Quellenauszug:
━━━
Erfolg lässt sich berechnen: intelligente Scoring-Modelle optimieren Ihre Kampagnen

von Hauke Grams und Marike Ziehmann

Christian Noack Christian Noack, Geschäftsführer der
SAZ Services GmbH  © Franz Fender

Christian Noack (48) ist, neben Georg Brinkmann, langjähriger Geschäftsführer der SAZ Services GmbH und zuständig für die Schwerpunkte IT und Business Intelligence. Im Interview spricht er über Adress-Scoring und erklärt die Vorzüge der Analysemethode.

Fundraising-Echo: Scoring ist das neue Zauberwort, wenn es um die Auswahl von Adressen für Kampagnen geht. Ist das nur eine Modeerscheinung oder sollten Fundraiser sich mit dem Thema intensiver auseinandersetzen?

Christian Noack: So neu ist das gar nicht. Begonnen haben wir damit schon in den 1990er Jahren. 2010 wurde das Verfahren standardmäßig für sämtliche Kampagnen eingeführt und seitdem stetig weiterentwickelt. Die Idee zu scoren ist ja allgemein schon lange gebräuchlich. Auch andere Verfahren beruhen auf der Überlegung, Daten durch ihre Merkmale zu werten. Im Kern ist Adress-Scoring nichts anderes als eine intelligente Erweiterung des Recency-Frequency-Monetary-Verfahrens (RFM).

Recency-Frequency-Monetary-Verfahren (RFM)
Das RFM-Verfahren ist ein Marketinginstrument und dient der Kundenbewertung. Es hilft bei der Strukturierung von Kundengruppen, bei der durch ein Ranking entschieden werden kann, wer zum Beispiel eine Aussendung erhalten soll und wer nicht. Dabei gibt es 3 Kriterien, die beachtet werden:

  • Recency: Aktualität
  • Frequency: Häufigkeit
  • Monetary Value: monetärer Wert

 

Fundraising-Echo: Sie vergleichen Scoring mit RFM. Was genau macht den Unterschied zwischen den beiden Verfahren aus?

Christian Noack: Beim RFM-Verfahren wird geschaut, wer in welcher Höhe wann und wie oft gespendet hat. Daraus ergibt sich eine Tabelle mit drei Dimensionen. Anhand dieser Tabelle wird letztendlich subjektiv, also nach Bauchgefühl, entschieden, wer in die Selektion der Kampagne fließt und wer nicht. Aufgrund des menschlichen Einflussfaktors ist RFM daher nur eingeschränkt reproduzierbar und zudem aufgrund der lediglich drei einfließenden Merkmale ungenau.
━━━
Zeigeeinträge zu beschrifteten Objekten:
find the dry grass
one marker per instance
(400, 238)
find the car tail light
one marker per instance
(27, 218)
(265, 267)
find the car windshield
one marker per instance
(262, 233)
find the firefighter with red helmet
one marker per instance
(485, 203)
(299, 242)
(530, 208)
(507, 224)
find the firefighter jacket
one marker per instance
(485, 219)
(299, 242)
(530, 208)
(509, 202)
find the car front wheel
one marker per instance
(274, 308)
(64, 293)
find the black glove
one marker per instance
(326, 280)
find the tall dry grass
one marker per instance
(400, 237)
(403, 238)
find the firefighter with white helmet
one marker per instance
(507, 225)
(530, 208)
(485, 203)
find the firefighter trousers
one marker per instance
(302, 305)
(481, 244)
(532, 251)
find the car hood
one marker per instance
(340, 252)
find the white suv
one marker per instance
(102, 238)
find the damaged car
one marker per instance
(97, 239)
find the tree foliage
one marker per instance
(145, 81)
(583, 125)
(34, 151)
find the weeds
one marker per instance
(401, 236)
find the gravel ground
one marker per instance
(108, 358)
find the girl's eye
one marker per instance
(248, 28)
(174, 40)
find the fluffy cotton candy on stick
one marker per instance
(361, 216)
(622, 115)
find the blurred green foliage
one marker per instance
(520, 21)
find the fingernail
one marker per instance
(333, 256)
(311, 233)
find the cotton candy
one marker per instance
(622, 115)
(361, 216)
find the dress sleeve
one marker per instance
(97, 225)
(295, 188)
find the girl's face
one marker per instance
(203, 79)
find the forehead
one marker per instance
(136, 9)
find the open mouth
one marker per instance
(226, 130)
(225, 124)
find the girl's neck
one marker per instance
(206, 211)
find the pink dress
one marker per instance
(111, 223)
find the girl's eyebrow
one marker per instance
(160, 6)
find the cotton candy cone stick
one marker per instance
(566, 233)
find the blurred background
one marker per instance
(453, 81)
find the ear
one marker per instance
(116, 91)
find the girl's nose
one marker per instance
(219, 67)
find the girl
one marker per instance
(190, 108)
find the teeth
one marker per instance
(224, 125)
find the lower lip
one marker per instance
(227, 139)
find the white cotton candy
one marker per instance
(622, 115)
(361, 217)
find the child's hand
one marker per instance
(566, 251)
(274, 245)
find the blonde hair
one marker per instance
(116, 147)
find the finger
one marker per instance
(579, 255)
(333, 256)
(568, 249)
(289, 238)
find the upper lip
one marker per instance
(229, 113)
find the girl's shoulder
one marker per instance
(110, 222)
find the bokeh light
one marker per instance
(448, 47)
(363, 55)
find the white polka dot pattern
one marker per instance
━━━
Kurze Übung:
Gib bitte aus dem Interview über Adress-Scoring die Stelle wortgetreu aus, die mit „von Hauke Grams“ beginnt und sich bis einschließlich „Thema intensiver auseinandersetzen?“ fortsetzt.

Ausgabe zur Aufgabe:
von Hauke Grams und Marike Ziehmann

Christian Noack Christian Noack, Geschäftsführer der
SAZ Services GmbH  © Franz Fender

Christian Noack (48) ist, neben Georg Brinkmann, langjähriger Geschäftsführer der SAZ Services GmbH und zuständig für die Schwerpunkte IT und Business Intelligence. Im Interview spricht er über Adress-Scoring und erklärt die Vorzüge der Analysemethode.

Fundraising-Echo: Scoring ist das neue Zauberwort, wenn es um die Auswahl von Adressen für Kampagnen geht. Ist das nur eine Modeerscheinung oder sollten Fundraiser sich mit dem Thema intensiver auseinandersetzen?